:: PROBLEM STATEMENT ::
Name every geographic place mentioned in the running-journal excerpt below.

:: EXCERPT PROVIDED ::
________

There You Are! We've Been Waiting For You!

This in from Molly:

I have this little game I play with myself.  Several weeks ago, a feather rested gently on the path of my approaching feet while out on a run.  I wanted to believe it was a blessing…an urging to pursue the Red Boot Journey and so I did.

Ever since that day, a feather appears, on the path of my morning runs.

It is August 8th.

I decide to run again at the Indiana Dunes State Park, before heading to Chicago for our next Red Boot Gathering.  The day is glorious.  Air heavier with humidity but nothing like what I’ve come to call my “summer normal” in North Carolina.

I’m finishing up my run, no feather yet.  I’m experiencing this weird kind of anxiety that makes me want to laugh at the same time that I don’t want to laugh.  I start looking…I need to see the feather.  The words in my head are riddled with this kind of what happens if I don’t see it and what does it mean?

I see a path I didn’t take yesterday and take it.  Winding up through woods, the path is treacherous.  I almost turn around a few times when suddenly it opens into a large open grassy area…campers, tents scattered in the space.

________

:: SUPPLIED RECORDS ::
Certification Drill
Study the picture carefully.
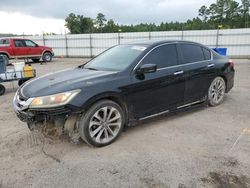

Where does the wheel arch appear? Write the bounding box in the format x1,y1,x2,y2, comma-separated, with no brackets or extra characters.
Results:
218,74,228,92
0,51,10,58
82,92,129,125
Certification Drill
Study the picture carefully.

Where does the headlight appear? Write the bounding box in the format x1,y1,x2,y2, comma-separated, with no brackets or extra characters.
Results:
29,89,81,108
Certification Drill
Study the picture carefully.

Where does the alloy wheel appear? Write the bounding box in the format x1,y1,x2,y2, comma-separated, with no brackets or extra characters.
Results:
89,106,122,144
209,77,226,106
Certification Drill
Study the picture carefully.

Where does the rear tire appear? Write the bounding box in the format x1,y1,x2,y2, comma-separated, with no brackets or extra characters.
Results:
42,52,52,62
79,100,125,147
0,84,5,96
208,76,226,106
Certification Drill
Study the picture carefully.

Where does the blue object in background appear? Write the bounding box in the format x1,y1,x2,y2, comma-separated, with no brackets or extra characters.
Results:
213,48,227,56
0,55,6,74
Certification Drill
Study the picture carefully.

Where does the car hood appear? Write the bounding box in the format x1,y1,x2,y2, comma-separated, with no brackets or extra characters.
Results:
20,68,116,98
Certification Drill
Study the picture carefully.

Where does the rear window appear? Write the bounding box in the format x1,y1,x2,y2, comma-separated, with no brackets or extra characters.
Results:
0,39,10,46
180,44,205,63
14,40,25,47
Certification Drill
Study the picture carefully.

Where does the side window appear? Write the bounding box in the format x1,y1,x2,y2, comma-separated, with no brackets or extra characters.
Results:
14,40,25,47
202,48,211,60
24,40,36,47
0,39,10,46
143,44,178,68
180,44,204,63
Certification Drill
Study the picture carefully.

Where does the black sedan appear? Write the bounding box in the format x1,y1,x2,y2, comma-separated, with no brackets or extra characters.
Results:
13,41,234,146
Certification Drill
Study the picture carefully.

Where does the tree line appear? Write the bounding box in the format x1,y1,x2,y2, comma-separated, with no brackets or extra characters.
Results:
65,0,250,34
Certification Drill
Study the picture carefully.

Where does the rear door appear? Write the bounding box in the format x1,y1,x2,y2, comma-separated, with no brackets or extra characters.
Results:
13,39,28,57
178,43,215,103
128,44,185,118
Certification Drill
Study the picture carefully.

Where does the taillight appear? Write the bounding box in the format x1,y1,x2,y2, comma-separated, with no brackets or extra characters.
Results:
228,59,234,68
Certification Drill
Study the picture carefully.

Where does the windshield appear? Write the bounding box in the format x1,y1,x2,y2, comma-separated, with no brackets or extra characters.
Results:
84,45,146,71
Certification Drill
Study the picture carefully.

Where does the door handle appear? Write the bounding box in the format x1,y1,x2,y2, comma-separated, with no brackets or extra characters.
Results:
207,63,214,68
174,71,184,75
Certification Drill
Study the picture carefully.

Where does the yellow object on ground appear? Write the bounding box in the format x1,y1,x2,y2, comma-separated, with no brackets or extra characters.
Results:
23,65,34,78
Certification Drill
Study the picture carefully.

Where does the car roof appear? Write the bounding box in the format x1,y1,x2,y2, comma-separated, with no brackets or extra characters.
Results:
127,40,203,47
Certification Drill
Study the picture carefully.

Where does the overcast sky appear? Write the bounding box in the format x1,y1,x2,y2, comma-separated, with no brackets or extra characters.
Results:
0,0,216,34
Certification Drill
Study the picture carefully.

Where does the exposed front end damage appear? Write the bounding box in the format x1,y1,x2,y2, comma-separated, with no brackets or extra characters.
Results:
13,94,83,144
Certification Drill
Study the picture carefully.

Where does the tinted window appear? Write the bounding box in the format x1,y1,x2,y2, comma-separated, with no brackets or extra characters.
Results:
180,44,204,63
25,40,36,47
202,48,211,60
143,44,178,68
15,40,25,47
84,45,146,71
0,39,10,46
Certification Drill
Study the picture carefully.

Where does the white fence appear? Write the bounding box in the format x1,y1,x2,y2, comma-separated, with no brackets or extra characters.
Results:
26,29,250,58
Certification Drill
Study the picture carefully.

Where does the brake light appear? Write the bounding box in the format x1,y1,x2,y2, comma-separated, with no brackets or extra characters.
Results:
228,59,234,68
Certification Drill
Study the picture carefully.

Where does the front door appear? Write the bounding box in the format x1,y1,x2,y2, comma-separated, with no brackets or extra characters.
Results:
24,40,42,57
13,39,28,57
126,44,185,118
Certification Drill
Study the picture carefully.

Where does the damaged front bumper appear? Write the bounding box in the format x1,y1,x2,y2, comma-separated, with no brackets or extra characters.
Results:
13,93,82,143
13,94,72,123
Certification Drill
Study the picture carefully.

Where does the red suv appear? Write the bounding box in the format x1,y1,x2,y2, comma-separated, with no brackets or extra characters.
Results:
0,38,54,62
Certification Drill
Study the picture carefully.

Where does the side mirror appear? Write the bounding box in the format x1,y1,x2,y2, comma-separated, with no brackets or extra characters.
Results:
136,64,157,74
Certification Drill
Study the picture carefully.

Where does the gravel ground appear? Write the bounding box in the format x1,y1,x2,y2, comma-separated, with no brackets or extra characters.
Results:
0,59,250,188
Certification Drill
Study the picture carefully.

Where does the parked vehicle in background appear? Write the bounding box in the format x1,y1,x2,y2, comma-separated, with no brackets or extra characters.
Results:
0,38,54,62
13,41,234,147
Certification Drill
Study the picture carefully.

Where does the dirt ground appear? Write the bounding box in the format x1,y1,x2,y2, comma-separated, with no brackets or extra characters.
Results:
0,59,250,188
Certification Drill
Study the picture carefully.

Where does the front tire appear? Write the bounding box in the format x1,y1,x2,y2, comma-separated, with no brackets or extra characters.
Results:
42,52,52,62
79,100,125,147
208,76,226,106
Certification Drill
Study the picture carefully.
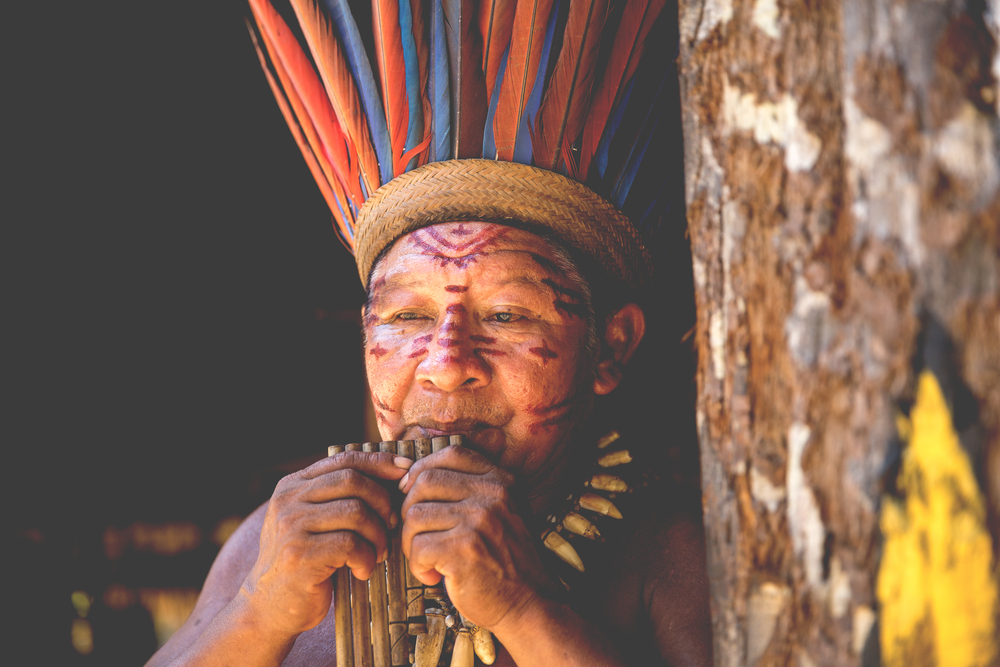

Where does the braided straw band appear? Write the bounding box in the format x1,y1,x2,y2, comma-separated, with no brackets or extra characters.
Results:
354,160,652,290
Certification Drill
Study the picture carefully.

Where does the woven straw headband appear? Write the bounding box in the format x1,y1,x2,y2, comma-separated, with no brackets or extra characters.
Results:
354,160,652,290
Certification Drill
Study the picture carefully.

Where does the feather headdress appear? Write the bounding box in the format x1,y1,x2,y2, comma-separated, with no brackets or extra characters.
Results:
248,0,680,284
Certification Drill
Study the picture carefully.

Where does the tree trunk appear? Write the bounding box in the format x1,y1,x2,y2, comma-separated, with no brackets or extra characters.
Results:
680,0,1000,667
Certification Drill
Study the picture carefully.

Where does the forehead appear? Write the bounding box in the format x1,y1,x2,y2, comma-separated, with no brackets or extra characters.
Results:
372,221,561,284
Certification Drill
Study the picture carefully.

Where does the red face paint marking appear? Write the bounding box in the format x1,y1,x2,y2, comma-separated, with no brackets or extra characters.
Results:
372,394,396,412
528,393,580,434
542,278,587,320
528,339,559,366
410,225,510,269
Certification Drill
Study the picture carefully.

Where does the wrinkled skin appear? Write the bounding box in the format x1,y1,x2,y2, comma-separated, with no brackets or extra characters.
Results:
149,222,710,667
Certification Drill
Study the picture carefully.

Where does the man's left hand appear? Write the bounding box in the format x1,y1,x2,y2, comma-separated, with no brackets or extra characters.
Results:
400,447,551,630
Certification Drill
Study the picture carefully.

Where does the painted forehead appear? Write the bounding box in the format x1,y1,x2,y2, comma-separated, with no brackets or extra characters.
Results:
372,221,557,282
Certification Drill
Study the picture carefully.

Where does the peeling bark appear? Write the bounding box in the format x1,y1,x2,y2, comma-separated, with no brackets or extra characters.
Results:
680,0,1000,666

________

:: OUTPUT FOR THIS TASK ::
Indiana Dunes State Park, Chicago, North Carolina